Work to complete:
(a) Can you sum up the software design excerpt in two sentences?
(b) Could you reproduce the stretch of the software design excerpt from "At the start" through "to the driver."?
-- Start Selection --
At the start of this first article of the series, I have to thank Ewald de Bruijn and Peter Schipperen who have provided a lot of help in developing and teeaching this material over the past 7+ years.
An example
So, what are we talking about when we talk about software design? Let’s start by looking at an example of a software development problem.
Quite some years ago, I had a colleague who was working on software for a weighbridge system for a transport company. This is a relatively simple system, where a truck drives onto a weighbridge, it’s weight is determined, and a ticket with the weight is printed and handed to the driver.
The main actors on this system are the operator, who is responsible for weighing the truck, and the truck driver, who is driving the truck on and off the weigbridge, and gets handed the ticket before driving off.
The whole flow related to the picture above is described as follows:
Trucks drive onto the weighing bridge. The operator checks the weight and prints a ticket with the weight. After receiving the ticket, the driver drives the truck of the weighing bridge so that the next truck can come in.
The software for this system consisted of 4 main packages
- User interface
- Printer Queue
- BridgeInterface
- Printer Driver
The customer of this simple software application asked to extend the text driven user interface with a simple menu to replace hand type commands, and a reporting function to get an overview of the weighings of the past 4 hours.
This turned out to be a small problem, because the controller board had only 2kb of memory left and we needed 20kb for the software change. Yes kb, this was the 1990s, when a 1 megabyte RAM module still cost around 200 euros.
-- End Selection --
-- Start Source material --
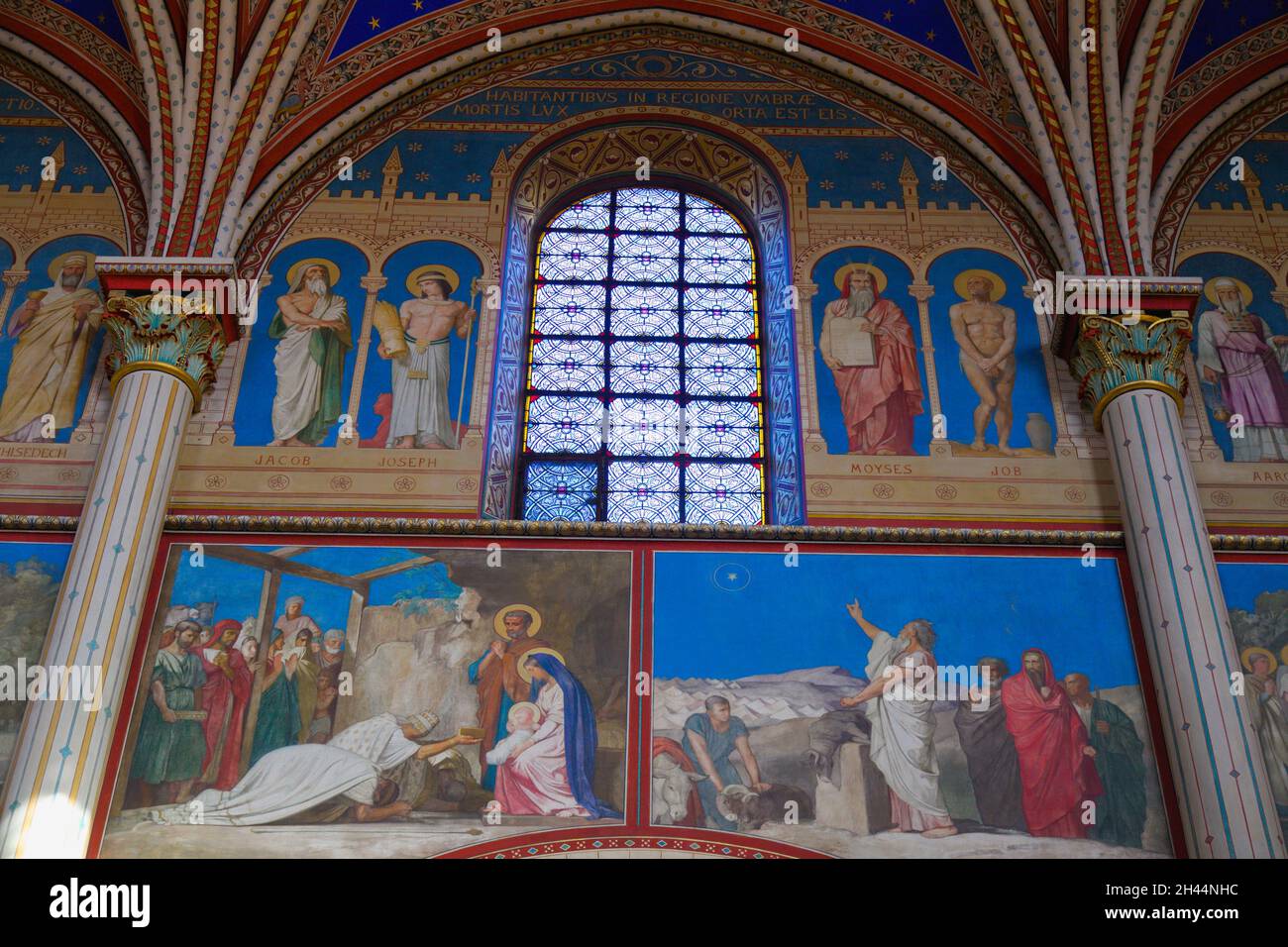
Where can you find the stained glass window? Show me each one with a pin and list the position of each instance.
-- End Source material --
Final results:
(a) The excerpt introduces software design with an example: weighbridge software for a transport company, where an operator weighs a truck and prints a ticket with the weight for the driver, built from four main packages (user interface, printer queue, bridge interface and printer driver). When the customer asked for a simple menu and a report of the past 4 hours of weighings, the change needed 20kb, but the controller board had only 2kb of memory left.

(b)
At the start of this first article of the series, I have to thank Ewald de Bruijn and Peter Schipperen who have provided a lot of help in developing and teeaching this material over the past 7+ years.
An example
So, what are we talking about when we talk about software design? Let’s start by looking at an example of a software development problem.
Quite some years ago, I had a colleague who was working on software for a weighbridge system for a transport company. This is a relatively simple system, where a truck drives onto a weighbridge, it’s weight is determined, and a ticket with the weight is printed and handed to the driver.